• _EXERCISE OBJECTIVE_
Tell me how many lines in the data below hold the string "plastic", and say nothing else.

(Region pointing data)

──────

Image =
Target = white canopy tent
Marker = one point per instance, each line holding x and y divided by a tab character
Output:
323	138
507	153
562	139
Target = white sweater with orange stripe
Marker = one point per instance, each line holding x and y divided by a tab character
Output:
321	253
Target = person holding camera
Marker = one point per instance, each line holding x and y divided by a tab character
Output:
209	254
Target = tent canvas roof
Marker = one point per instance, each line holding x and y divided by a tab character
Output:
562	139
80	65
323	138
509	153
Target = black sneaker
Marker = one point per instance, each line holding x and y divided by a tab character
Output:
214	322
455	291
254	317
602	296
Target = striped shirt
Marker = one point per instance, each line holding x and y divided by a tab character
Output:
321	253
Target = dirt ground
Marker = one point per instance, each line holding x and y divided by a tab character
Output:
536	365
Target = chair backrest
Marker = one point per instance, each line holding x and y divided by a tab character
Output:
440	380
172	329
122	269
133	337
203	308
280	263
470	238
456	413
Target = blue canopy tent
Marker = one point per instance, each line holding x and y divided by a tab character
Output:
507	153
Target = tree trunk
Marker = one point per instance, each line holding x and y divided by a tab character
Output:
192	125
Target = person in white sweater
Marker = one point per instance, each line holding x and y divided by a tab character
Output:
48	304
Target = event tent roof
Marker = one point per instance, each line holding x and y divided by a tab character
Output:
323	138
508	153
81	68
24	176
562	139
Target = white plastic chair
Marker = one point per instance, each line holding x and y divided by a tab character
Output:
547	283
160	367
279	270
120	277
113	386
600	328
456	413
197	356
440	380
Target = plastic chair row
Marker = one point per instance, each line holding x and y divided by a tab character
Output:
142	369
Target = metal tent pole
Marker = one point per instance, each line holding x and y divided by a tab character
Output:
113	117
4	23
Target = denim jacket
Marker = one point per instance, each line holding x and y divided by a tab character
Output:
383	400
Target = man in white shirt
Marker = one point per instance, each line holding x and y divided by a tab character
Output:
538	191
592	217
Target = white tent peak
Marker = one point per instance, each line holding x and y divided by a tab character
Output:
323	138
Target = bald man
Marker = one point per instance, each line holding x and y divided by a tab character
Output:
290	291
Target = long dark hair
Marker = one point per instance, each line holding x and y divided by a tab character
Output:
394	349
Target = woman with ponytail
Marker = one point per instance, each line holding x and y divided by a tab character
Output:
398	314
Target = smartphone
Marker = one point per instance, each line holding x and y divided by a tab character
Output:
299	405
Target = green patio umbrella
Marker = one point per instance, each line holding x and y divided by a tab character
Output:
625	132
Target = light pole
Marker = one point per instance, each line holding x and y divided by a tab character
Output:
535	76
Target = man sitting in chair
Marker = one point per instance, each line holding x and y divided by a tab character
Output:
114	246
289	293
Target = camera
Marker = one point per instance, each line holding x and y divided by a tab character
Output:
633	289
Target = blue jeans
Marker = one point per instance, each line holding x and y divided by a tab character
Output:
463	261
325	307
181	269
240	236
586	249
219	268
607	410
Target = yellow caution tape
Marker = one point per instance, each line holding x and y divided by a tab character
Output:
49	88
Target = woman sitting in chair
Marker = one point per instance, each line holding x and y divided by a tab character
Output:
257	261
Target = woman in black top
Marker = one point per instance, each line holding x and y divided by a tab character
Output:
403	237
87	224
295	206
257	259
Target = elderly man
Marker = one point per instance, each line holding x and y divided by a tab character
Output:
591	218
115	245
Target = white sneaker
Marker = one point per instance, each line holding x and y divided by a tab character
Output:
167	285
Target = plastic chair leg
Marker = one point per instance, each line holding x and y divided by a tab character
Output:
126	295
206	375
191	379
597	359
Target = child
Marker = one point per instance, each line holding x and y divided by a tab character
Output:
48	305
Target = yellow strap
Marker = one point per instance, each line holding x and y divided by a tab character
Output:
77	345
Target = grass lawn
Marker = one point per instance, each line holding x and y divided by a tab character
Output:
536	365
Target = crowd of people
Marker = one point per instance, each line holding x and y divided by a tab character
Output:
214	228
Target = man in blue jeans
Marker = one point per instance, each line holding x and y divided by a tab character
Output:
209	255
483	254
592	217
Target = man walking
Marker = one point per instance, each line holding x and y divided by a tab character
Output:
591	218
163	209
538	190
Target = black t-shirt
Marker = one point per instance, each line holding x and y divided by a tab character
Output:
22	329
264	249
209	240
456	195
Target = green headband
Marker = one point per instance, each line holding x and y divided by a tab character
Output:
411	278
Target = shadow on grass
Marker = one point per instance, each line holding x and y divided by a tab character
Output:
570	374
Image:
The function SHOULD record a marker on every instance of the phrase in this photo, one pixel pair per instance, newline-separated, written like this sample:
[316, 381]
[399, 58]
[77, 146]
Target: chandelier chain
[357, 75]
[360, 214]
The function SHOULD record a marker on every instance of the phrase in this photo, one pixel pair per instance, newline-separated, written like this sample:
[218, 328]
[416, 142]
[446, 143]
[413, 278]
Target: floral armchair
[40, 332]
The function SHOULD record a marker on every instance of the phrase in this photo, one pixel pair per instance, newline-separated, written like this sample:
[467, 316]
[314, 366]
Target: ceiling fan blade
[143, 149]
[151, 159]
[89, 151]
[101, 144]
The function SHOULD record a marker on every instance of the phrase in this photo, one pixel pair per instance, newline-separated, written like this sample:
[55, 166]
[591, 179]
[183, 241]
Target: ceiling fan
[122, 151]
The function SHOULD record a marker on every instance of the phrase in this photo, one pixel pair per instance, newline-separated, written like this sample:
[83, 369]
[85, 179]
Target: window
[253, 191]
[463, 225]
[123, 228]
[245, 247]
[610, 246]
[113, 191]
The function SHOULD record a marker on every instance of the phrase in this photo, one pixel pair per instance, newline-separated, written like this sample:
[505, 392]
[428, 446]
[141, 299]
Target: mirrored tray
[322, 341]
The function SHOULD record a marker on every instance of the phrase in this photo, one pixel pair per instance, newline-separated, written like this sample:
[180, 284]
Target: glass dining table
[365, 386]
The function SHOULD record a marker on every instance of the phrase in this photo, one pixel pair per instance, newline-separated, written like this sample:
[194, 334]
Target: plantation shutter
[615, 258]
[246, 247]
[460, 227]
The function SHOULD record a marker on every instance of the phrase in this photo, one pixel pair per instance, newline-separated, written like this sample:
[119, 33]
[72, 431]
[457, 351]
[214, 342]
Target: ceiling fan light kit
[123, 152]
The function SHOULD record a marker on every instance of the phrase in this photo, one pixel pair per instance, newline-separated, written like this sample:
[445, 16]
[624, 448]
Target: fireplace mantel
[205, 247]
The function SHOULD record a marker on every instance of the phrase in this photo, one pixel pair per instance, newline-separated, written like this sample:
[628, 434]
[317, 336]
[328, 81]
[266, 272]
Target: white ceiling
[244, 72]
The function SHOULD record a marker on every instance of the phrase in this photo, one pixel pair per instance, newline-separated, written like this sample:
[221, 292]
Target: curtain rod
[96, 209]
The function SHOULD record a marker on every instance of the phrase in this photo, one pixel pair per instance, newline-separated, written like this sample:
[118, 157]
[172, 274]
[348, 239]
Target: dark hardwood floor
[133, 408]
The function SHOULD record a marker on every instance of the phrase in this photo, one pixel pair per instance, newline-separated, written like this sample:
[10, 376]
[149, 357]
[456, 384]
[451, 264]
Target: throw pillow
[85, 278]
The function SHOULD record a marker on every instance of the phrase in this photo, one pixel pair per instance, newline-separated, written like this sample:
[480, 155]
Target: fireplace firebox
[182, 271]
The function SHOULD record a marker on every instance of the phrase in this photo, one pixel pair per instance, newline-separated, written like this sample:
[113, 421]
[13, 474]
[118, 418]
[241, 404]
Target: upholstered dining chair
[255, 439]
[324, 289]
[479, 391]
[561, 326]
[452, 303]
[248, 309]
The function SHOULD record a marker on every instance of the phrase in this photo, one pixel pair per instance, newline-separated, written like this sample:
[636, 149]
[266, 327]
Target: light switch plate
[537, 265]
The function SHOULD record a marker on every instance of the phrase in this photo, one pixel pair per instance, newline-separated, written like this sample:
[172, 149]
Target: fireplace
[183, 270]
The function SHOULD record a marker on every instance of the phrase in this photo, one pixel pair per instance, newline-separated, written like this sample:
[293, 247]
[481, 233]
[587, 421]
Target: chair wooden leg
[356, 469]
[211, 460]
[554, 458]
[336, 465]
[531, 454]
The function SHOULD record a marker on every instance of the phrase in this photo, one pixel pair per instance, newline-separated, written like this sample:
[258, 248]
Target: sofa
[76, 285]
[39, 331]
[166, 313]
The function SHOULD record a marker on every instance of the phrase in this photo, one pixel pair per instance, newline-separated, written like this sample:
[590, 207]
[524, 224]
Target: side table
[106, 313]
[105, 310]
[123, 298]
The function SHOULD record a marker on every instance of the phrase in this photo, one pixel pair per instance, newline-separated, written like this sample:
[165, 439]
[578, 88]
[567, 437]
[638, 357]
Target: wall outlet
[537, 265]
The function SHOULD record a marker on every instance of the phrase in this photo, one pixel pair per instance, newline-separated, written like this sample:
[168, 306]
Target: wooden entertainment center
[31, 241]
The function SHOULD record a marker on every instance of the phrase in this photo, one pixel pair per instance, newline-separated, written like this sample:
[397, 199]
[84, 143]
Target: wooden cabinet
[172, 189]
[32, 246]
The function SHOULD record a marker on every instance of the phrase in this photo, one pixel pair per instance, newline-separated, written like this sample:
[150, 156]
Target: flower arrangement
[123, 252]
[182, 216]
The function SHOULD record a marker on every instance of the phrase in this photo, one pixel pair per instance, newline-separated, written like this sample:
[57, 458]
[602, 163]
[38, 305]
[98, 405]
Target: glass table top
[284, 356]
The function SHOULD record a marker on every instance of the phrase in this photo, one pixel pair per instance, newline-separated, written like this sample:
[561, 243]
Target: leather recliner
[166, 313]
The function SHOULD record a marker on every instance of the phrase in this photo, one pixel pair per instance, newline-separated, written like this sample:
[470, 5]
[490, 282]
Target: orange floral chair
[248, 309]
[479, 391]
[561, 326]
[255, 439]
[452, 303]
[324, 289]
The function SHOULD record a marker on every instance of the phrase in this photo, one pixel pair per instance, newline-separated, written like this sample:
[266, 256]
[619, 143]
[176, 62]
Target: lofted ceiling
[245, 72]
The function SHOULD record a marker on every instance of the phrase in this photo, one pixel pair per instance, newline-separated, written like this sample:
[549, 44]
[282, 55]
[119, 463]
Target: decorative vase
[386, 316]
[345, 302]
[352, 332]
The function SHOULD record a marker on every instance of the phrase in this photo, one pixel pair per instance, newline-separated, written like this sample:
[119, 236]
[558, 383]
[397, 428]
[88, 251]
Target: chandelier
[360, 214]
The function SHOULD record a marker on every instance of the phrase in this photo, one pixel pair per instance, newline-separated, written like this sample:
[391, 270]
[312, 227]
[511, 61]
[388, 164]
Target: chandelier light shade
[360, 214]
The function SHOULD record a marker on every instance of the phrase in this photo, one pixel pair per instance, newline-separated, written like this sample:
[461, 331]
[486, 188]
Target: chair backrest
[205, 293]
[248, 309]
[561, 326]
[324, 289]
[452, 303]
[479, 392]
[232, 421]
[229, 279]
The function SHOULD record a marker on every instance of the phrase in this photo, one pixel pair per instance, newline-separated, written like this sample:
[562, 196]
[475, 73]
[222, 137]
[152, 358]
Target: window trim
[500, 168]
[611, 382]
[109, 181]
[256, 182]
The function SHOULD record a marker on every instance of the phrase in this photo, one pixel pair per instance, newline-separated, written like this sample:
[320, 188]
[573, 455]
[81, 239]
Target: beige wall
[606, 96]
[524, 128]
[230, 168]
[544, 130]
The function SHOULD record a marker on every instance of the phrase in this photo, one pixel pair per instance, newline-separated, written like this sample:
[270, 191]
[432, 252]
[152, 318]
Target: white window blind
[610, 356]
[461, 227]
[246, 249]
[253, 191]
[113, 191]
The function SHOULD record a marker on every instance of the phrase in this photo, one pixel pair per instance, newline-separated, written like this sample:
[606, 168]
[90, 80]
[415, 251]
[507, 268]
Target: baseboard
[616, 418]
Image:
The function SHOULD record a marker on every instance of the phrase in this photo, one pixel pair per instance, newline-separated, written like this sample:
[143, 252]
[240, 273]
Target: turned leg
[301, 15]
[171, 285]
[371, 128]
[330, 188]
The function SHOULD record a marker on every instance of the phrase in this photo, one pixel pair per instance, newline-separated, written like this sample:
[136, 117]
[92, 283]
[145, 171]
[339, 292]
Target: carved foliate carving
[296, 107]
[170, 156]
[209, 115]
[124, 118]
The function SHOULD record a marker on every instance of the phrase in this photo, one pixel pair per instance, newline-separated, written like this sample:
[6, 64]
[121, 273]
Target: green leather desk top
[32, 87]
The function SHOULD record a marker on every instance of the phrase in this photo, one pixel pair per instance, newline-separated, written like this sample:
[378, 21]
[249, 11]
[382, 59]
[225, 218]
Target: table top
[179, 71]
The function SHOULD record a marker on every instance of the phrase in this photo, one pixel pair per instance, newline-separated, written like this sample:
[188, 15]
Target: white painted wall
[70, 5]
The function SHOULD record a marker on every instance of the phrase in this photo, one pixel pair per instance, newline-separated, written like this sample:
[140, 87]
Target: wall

──────

• _COMPLETED TASK_
3